### Task objective
Render the data below as a Markdown table with the columns Row and Line, one numbered row per line and no blank lines. Omit the pictures.

### Raw records

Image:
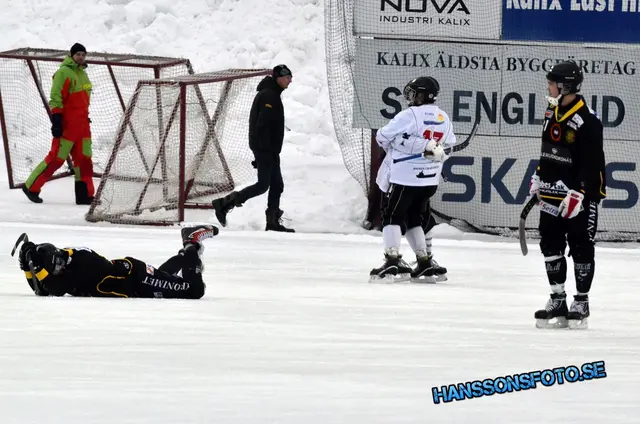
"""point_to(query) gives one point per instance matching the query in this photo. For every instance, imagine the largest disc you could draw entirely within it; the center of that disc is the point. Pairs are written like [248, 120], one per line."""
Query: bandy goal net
[373, 49]
[26, 75]
[182, 142]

### Written reply
| Row | Line |
|---|---|
| 1 | Image: |
| 2 | """point_to(query) gives one point per instance matching the query in this photo. For every instance, imagine the largest disc you could draw entirely within it; the center of that disc is the point. Pairs are written like [248, 120], one per line.""" |
| 3 | Query: bandy goal net |
| 4 | [373, 49] |
| 5 | [26, 75] |
| 6 | [182, 142] |